**Required work**
Retype all the records with nothing changed.

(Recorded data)
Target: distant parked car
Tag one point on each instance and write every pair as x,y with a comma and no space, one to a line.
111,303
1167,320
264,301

**Problem solution**
Target: distant parked car
Tag one point on each instance and write every pair as x,y with a comma and no space, one to a line.
111,303
1167,320
264,301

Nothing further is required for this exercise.